WORK ORDER 1 —
From the restaurant review, return the passage starting with "Rue De L'Espoir" and going on through "Seven Stars Bakery.", copied word for word.
WORK ORDER 2 —
In the restaurant review, which bakery makes the baguette slices that a waitress brings to the table?

=== DOCUMENT PASSAGE ===

By JOHNETTE RODRIGUEZ  |  May 6, 2009

Perhaps the first thing to explain about the Rue's hours is that they represent breakfast, lunch, and dinner times and, on the weekends, brunch and dinner, with a "late lunch" on Sundays. The menu, like the weekly schedule, seems designed for an indecisive Gemini, a genus of which I'm a member. There are "small plates," salads, "eat seriously," and "eat light" categories on the dinner list; another eight categories on the breakfast and brunch menu.

Rue De L'Espoir | 401.751.8890 | Therue.Com | 99 Hope St, Providence | Mon-Thurs, 7:30-11 am, 11:30 am-5 pm, 5-9 pm; Fri, 7:30-11 am, 11:30 am -5 pm, 5-10:30 pm; Sat, 8:30 am-2:30 pm, 5-10:30 pm; Sun, 8:30 am-3 pm, 3-5 pm, 5-9 pm| Major Credit Cards | Full Bar | Sidewalk-Level Accessible 

Before we explore these, however, let's take a look around. At some point in the last 20 years, the Rue had a facelift, with touch-ups along the way. But the basic café style has remained: the small paned windows as room dividers echoing the large paned windows across the front and to one side, the pressed tin ceiling, the booths set with white linens for dinner, the rustic red wall panels complemented by buttery yellow walls sections and olive green trim. Fresh flowers are on the table, and a waitress brings around warm crunchy baguette slices from Seven Stars Bakery.

=== RECORDS ===

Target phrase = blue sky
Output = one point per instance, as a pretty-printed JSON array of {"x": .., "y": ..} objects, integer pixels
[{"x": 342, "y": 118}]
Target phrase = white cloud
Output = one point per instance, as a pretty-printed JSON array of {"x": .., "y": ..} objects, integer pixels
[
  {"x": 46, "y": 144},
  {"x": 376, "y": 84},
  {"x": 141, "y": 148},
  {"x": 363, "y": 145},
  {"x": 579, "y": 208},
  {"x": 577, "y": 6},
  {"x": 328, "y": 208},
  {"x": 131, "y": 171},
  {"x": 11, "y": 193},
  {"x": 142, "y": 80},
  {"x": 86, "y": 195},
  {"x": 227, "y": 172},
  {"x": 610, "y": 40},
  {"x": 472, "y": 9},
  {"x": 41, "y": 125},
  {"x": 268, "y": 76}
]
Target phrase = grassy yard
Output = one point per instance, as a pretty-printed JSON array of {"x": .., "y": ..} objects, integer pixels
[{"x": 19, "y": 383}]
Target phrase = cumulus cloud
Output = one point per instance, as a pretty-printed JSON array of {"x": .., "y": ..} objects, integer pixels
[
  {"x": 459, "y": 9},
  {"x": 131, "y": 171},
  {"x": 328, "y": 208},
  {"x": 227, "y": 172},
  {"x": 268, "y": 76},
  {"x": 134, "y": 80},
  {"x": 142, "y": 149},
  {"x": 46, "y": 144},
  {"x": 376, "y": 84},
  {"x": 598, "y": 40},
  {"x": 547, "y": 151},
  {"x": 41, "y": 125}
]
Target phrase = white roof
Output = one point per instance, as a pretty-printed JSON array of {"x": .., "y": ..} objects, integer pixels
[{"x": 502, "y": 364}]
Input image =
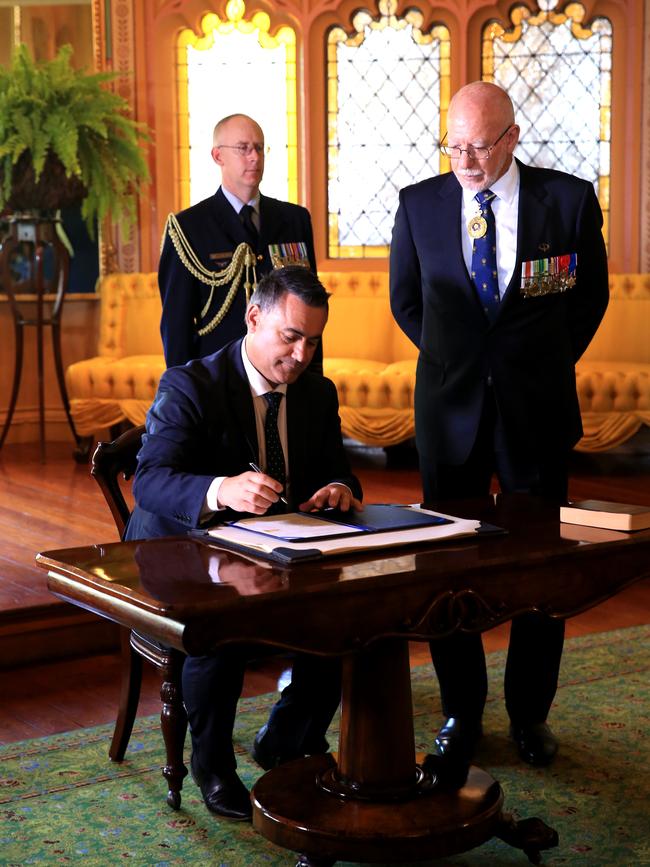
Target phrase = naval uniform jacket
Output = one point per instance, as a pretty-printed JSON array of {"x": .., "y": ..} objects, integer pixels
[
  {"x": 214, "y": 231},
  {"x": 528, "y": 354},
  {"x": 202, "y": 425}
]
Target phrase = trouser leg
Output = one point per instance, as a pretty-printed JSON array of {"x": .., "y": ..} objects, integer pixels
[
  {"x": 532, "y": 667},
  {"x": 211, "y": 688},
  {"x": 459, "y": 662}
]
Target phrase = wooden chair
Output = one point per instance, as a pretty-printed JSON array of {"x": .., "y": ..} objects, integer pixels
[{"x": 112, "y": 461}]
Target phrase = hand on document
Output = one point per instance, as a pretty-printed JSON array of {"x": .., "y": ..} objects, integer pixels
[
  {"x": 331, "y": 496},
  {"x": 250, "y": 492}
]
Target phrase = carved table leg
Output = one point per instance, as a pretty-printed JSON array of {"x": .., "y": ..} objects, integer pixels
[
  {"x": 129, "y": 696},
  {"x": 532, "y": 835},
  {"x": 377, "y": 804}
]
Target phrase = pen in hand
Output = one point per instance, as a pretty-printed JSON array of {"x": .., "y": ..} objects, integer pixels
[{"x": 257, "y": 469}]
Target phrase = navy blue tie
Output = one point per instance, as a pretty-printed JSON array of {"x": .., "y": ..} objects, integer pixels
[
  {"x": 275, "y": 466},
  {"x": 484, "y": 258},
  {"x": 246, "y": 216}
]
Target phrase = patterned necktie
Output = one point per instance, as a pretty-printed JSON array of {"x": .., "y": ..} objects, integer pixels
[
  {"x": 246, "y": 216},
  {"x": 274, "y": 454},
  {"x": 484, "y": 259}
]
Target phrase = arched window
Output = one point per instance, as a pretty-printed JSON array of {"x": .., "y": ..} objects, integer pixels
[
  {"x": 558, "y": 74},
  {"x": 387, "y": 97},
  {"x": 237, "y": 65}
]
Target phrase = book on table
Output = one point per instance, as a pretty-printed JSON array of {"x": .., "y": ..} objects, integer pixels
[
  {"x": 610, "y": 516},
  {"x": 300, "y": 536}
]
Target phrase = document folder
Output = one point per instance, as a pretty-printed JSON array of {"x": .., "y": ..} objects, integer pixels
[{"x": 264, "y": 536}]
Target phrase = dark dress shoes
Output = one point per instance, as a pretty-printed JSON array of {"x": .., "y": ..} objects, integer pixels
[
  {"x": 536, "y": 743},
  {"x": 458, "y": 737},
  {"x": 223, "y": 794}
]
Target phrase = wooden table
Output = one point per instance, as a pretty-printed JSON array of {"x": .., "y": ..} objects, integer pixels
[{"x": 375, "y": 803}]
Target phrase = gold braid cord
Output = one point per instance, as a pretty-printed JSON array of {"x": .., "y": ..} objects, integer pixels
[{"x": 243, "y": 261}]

===

EXPECTED OUTPUT 1 —
Rue De L'Espoir | 401.751.8890 | Therue.Com | 99 Hope St, Providence | Mon-Thurs, 7:30-11 am, 11:30 am-5 pm, 5-9 pm; Fri, 7:30-11 am, 11:30 am -5 pm, 5-10:30 pm; Sat, 8:30 am-2:30 pm, 5-10:30 pm; Sun, 8:30 am-3 pm, 3-5 pm, 5-9 pm| Major Credit Cards | Full Bar | Sidewalk-Level Accessible 

Before we explore these, however, let's take a look around. At some point in the last 20 years, the Rue had a facelift, with touch-ups along the way. But the basic café style has remained: the small paned windows as room dividers echoing the large paned windows across the front and to one side, the pressed tin ceiling, the booths set with white linens for dinner, the rustic red wall panels complemented by buttery yellow walls sections and olive green trim. Fresh flowers are on the table, and a waitress brings around warm crunchy baguette slices from Seven Stars Bakery.

EXPECTED OUTPUT 2 —
Seven Stars Bakery